▶ Exercise objective:
Copy all lines below exactly as written. Leave pictures out.

───── The input

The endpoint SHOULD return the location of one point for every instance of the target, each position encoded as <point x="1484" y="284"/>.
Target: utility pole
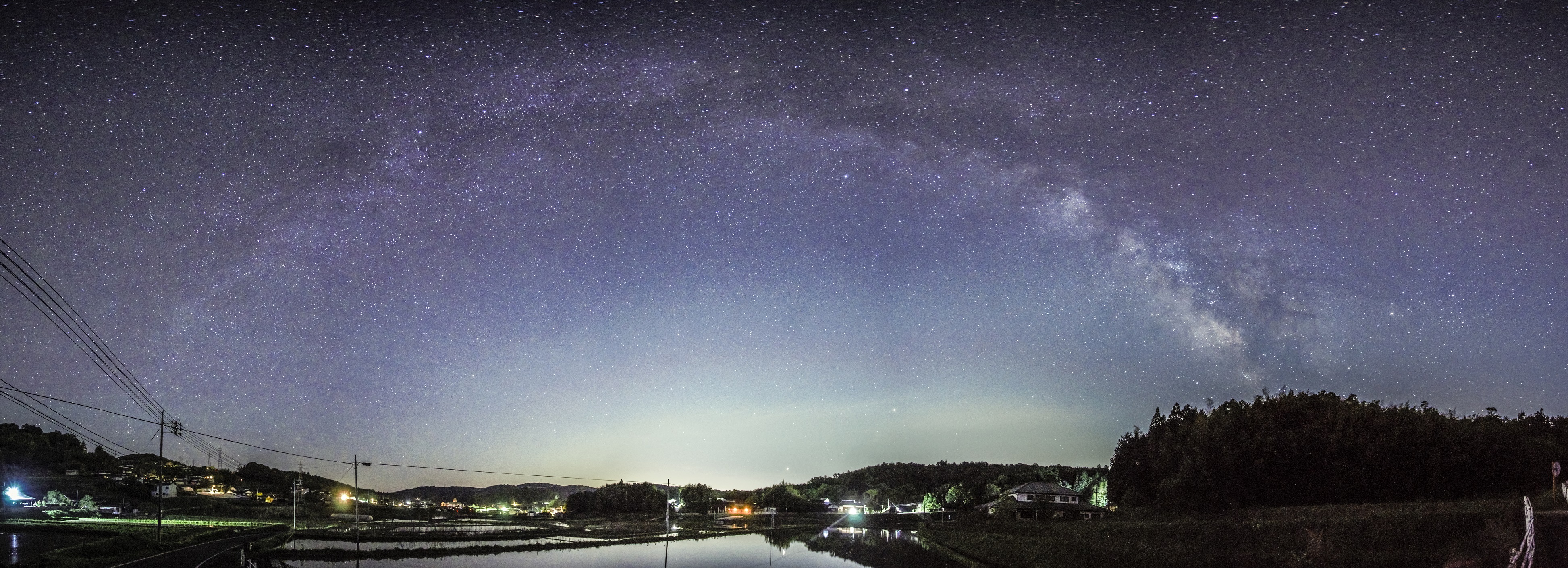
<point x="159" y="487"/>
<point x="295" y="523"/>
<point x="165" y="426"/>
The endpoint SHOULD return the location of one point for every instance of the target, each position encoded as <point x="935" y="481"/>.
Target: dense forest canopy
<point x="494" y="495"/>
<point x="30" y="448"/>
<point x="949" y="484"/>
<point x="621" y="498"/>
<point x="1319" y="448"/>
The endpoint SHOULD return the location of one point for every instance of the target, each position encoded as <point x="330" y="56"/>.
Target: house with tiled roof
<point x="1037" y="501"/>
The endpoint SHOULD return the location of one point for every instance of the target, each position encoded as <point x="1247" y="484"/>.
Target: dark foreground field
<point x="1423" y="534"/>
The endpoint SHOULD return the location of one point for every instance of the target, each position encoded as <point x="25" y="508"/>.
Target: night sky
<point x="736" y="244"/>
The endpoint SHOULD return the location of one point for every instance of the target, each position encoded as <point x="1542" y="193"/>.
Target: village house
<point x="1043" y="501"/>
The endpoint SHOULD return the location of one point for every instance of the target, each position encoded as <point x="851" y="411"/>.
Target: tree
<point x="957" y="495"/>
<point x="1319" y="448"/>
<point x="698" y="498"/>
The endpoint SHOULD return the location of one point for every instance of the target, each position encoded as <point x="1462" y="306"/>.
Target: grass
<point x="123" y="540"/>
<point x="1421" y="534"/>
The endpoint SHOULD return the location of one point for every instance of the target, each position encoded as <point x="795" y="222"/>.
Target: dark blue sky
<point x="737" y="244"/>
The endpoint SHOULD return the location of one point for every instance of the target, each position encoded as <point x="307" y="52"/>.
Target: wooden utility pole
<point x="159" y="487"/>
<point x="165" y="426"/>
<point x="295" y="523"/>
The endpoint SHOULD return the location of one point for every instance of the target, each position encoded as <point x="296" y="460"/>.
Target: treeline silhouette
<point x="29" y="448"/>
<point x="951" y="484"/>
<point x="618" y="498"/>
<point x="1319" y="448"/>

──────────

▶ Solution to this exercise:
The endpoint SHOULD return the location of one point for every instance of the target, each position encoded as <point x="1484" y="284"/>.
Target: utility pole
<point x="159" y="487"/>
<point x="295" y="523"/>
<point x="165" y="426"/>
The endpoint SHOULD return the location of one point for every instance of the target, each position encoded as <point x="935" y="481"/>.
Target: dense forest canopy
<point x="494" y="495"/>
<point x="30" y="448"/>
<point x="949" y="484"/>
<point x="621" y="498"/>
<point x="1319" y="448"/>
The endpoint SHOULD return the location of one point for every instance of the target, each position encoded as <point x="330" y="56"/>.
Target: house with tiled roof
<point x="1037" y="501"/>
The endpoint SHOULD return the location of one point for every instance of the target, each position encoded as <point x="1247" y="484"/>.
Target: dark foreground field
<point x="1423" y="534"/>
The endpoint SHOULD return the location of one point for every instance of the target, each position encoded as <point x="25" y="508"/>.
Target: night sky
<point x="736" y="244"/>
The endpoint SHOULD return the location of one point for every instance of the target, each position encoded as <point x="1542" y="193"/>.
Target: village house
<point x="1043" y="501"/>
The endpoint SHOULD return the location of one point for every instance of the target, each position encoded as <point x="851" y="411"/>.
Target: tree
<point x="957" y="495"/>
<point x="1319" y="448"/>
<point x="698" y="498"/>
The endpoint SHOULD return the location of one point for every instance of the target, each position encoded as <point x="1462" y="306"/>.
Target: grass
<point x="123" y="540"/>
<point x="1421" y="534"/>
The endpoint SHOULD return the location of one point for every instance of the target, each position encoded as <point x="795" y="222"/>.
Target: dark blue sky
<point x="737" y="244"/>
The endpoint SHOULD return the location of one point for every instance of the target, each position encoded as <point x="307" y="52"/>.
Target: wooden utility pole
<point x="159" y="487"/>
<point x="165" y="426"/>
<point x="295" y="523"/>
The endpoint SHOULD return the location of one point for every instance of the target, each position encoded as <point x="296" y="460"/>.
Target: treeline silhouette
<point x="29" y="448"/>
<point x="951" y="484"/>
<point x="618" y="498"/>
<point x="1319" y="448"/>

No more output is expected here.